## [Your instructions]
Could you copy the material verbatim, from its first line up to and including the line that contains "[[[198,0],[1,3],[2,274],[416,275],[409,102],[315,7],[243,50]]]"?

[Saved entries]
_ _ _ _ _

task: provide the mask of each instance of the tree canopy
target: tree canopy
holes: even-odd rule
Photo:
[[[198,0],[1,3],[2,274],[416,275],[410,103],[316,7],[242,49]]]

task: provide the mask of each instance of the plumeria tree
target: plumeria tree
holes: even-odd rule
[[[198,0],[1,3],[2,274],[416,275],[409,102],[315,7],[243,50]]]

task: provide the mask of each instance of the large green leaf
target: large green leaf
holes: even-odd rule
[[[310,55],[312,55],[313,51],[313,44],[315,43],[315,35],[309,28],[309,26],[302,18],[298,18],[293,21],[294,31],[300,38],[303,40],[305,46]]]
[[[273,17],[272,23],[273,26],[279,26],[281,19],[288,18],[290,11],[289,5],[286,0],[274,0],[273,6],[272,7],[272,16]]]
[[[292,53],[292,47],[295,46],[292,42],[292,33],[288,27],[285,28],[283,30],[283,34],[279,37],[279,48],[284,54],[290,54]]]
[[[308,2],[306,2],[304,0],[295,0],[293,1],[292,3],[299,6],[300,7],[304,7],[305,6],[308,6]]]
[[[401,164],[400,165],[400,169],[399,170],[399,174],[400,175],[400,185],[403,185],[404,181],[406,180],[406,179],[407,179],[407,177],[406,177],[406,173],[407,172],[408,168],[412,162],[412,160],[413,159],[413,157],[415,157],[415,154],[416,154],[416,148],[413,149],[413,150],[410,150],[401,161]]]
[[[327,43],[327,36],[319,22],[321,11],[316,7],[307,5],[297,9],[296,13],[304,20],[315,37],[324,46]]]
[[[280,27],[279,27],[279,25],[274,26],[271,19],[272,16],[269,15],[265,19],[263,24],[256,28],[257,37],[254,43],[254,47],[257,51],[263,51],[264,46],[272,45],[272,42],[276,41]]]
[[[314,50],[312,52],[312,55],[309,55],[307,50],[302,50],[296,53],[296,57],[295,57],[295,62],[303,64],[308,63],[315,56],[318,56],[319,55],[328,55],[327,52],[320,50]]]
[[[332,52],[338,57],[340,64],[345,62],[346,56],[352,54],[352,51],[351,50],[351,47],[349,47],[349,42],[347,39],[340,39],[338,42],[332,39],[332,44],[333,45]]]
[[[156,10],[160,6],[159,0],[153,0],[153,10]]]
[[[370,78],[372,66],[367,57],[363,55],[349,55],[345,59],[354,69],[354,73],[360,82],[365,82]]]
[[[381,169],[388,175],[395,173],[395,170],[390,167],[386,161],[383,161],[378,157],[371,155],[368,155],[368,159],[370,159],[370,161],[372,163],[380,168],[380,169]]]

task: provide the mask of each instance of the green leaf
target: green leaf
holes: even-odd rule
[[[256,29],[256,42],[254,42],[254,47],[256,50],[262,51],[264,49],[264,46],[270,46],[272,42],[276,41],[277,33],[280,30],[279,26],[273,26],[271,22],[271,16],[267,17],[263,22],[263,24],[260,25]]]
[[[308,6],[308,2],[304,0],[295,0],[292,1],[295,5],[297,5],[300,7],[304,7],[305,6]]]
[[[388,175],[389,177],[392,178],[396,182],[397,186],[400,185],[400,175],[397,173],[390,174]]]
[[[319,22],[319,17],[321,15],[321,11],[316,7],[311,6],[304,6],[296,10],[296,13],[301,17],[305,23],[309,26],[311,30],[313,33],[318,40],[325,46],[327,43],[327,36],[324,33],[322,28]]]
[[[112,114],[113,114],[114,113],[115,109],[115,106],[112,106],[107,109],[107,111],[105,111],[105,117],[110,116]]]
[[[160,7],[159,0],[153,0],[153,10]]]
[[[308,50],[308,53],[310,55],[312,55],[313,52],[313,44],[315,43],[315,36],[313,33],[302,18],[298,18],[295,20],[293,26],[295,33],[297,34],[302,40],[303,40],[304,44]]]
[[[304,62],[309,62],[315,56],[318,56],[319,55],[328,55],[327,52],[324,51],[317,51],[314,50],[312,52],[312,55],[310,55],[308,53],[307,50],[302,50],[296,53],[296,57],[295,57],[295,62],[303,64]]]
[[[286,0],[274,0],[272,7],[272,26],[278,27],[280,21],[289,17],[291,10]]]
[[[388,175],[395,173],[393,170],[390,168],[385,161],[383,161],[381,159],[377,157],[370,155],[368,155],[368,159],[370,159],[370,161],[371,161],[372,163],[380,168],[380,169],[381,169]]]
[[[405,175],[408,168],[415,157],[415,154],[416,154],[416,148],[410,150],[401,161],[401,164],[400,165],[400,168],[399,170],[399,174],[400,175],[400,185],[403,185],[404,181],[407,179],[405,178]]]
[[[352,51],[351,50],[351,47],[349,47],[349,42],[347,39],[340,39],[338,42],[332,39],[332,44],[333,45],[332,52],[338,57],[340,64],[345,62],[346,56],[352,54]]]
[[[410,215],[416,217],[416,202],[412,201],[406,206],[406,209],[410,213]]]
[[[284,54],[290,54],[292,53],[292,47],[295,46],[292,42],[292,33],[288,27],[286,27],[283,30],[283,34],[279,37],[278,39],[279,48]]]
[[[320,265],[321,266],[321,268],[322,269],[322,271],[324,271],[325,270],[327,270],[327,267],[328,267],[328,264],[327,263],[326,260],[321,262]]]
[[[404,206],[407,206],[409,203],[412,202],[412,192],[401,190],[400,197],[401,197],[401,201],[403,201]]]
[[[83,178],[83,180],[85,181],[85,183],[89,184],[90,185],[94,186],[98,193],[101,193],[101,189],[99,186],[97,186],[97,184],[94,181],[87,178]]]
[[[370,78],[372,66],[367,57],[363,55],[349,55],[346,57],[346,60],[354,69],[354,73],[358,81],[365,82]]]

_ _ _ _ _

## [Answer]
task: provide the mask of each instance of the tree canopy
target: tree canopy
holes: even-odd rule
Photo:
[[[198,0],[1,3],[2,274],[416,275],[410,103],[316,7],[242,49]]]

task: provide the mask of each instance of the plumeria tree
target: plumeria tree
holes: even-odd rule
[[[198,0],[1,3],[2,274],[416,275],[409,102],[315,7],[243,50]]]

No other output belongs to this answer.